>> start PROVIDED DATA

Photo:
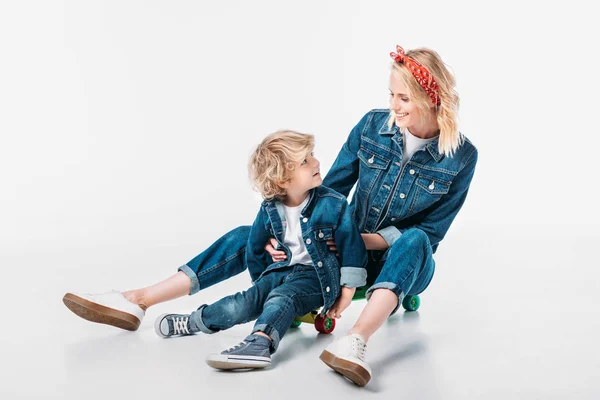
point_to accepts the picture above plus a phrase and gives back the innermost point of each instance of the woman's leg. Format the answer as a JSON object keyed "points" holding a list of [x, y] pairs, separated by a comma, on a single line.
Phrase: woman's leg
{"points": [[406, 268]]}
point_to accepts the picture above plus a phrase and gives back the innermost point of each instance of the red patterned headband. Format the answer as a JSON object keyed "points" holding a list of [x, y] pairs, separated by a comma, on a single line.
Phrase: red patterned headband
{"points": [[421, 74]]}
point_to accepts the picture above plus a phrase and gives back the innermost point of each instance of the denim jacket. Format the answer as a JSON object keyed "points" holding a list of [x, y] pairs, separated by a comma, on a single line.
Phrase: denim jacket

>> end PROVIDED DATA
>> start PROVIDED DATA

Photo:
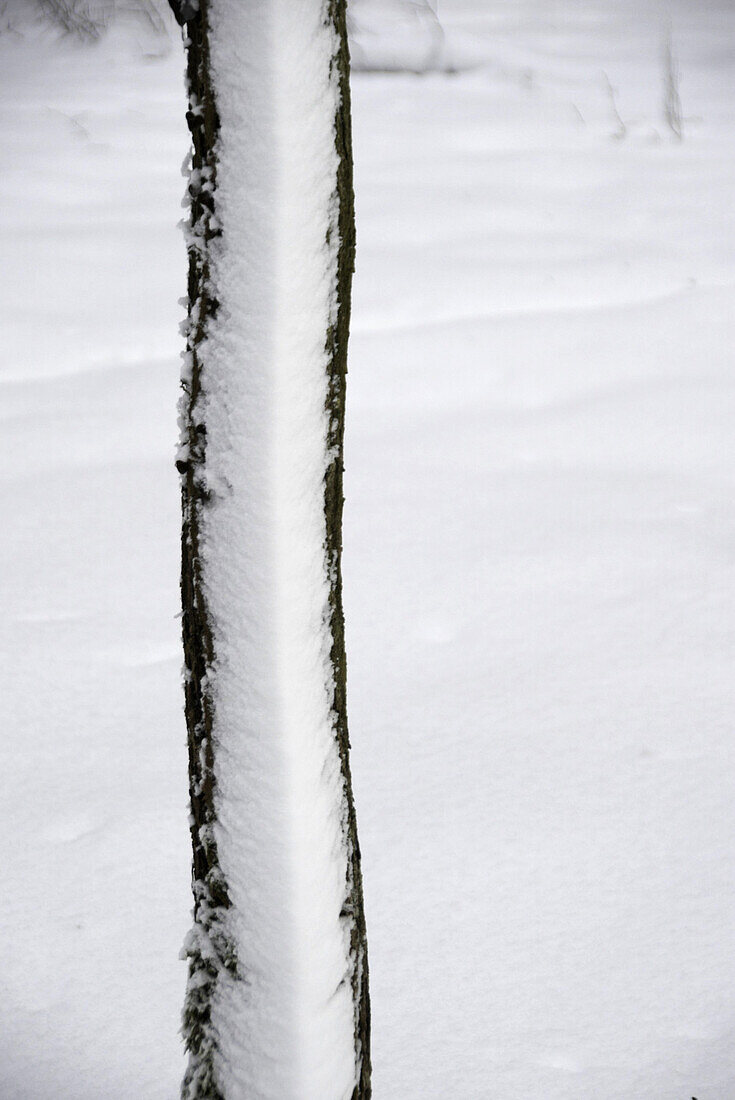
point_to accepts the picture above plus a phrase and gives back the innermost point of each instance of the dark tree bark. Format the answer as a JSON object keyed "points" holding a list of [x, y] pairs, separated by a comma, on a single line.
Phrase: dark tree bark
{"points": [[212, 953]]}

>> end PROVIDED DATA
>> start PROVIDED DATA

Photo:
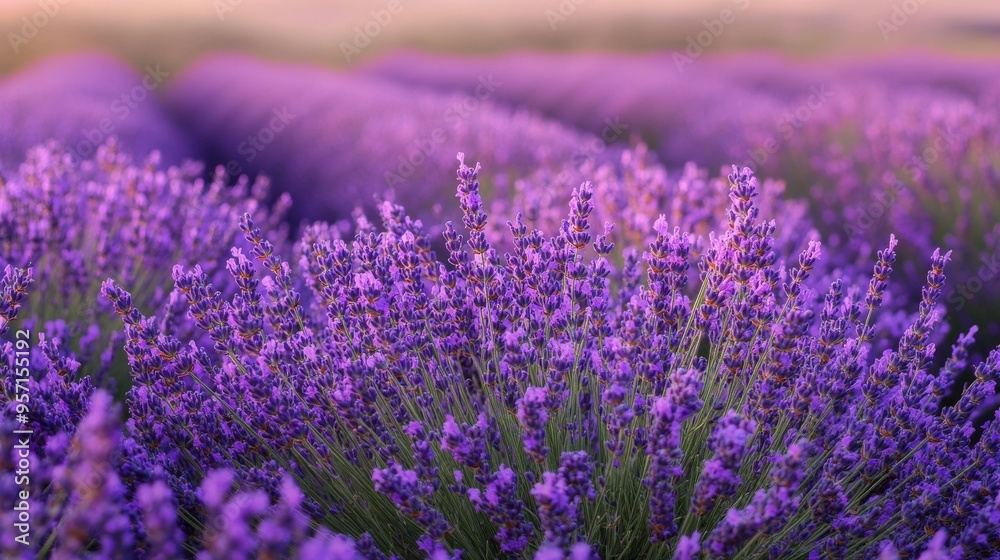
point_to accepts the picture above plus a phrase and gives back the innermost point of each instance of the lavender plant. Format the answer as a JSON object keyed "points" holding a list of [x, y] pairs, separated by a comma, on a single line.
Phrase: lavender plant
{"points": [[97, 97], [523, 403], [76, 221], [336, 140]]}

>> end PROVIDED DATA

Print word for word the part of the records above that opens with the line containing "the red patterned" and closes with the line containing "Phrase: denim jacket", including both of those lines.

point_to accepts the picture above plus a phrase and gives back the innermost point of each instance of the red patterned headband. Format the answer as a JSON object keyed "points" holding a list of [x, y] pairs, separated by a comma, on a single line.
Phrase: red patterned headband
{"points": [[421, 74]]}
point_to accepts the picture above plus a phrase and gives back the innermost point of each instance of the denim jacket. Format the answer as a JSON object keyed "points" holding a list of [x, y] pairs, separated by a comma, on a single line.
Phrase: denim jacket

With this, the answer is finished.